# Problem requirements
In the personal essay about caring deeply, who told the writer that not everybody is capable of caring this much?

[Begin Text section]

I’ve gone through this cycle so many times over the past few months, and during the healing process, I’ve come to realize the beautiful things about this part of me. The enduring empathy, the fiery passion, and the full-blown rainbow of feelings.
I have realized that not everybody cares as much as me. Yes, it hurts. Yes, I feel misunderstood and sometimes lonely as a result. But – and this is actually something that my best friends have told me – not everybody is capable of caring this much. This is actually quite rare to witness in another human being. What I have may just be a superpower. And it’s something that is completely mine.
I’m pretty sure I’m classified as a Highly Sensitive Person, one who just feels the world and is acutely and terribly aware of other people’s energy and emotions – including their pain. Which is why I sometimes want to fix other people’s problems and inspire them to reach new heights. I know that they’re capable of doing it, and I hate to see people settle for lives that are less than the ones they are capable of living. It actually hurts to see that happening. I see it all the time with my family, friends, colleagues, and people I meet every day. I don’t understand why they’re not going for their dreams, why they’re not even trying, and (God forbid) why they don’t even dream in the first place.
The fact that I feel all of this means that my line of work is something that I take seriously (in hopefully the right away. Life’s too short to be taken too seriously, after all). I want to do well, to do good, to make a positive difference. And I can frame it so that I am actually doing this every day, and I probably am. But I know that I am capable of doing more. I know that I am meant for more. And this, my friends, is the source of my stress and pain. I feel stuck in my life, and I’m constantly in the aforementioned cycle of caring and hurting and healing – and this is making me feel like I’m the one who’s settling for her current situation. But I know that I’m not! I’m constantly striving for a better me, because I know that she’s in reach.

[End Text section]
[Begin Given information]

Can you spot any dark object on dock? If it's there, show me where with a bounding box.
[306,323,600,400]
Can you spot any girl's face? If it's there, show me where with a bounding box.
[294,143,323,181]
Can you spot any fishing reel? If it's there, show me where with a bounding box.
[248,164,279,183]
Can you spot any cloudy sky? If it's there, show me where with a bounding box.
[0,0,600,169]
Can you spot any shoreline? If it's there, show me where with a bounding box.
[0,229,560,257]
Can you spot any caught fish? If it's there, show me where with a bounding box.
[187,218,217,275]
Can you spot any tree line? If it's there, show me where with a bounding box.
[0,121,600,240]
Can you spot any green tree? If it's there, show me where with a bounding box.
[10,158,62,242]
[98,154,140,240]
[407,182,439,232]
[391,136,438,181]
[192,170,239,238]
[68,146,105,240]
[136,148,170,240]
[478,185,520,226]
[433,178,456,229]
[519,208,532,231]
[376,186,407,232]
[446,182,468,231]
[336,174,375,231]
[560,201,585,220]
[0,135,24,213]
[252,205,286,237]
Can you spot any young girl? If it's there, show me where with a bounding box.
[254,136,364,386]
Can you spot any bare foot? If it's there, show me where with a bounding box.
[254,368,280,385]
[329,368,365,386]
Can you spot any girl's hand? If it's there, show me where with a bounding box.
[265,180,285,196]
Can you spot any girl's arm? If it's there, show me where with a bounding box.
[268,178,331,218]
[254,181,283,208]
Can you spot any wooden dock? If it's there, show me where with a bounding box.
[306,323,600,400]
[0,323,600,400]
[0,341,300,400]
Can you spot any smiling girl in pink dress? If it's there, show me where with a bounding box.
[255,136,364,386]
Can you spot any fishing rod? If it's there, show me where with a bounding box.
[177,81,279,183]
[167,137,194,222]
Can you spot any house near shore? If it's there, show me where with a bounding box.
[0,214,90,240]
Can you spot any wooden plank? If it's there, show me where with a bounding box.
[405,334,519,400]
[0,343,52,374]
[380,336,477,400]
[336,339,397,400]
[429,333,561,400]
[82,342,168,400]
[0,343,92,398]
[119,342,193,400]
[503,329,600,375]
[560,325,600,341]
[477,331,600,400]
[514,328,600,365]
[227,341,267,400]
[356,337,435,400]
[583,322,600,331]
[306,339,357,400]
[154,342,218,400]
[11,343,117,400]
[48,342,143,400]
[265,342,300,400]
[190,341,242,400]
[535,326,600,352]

[End Given information]

# Reply to the task
The writer's best friends.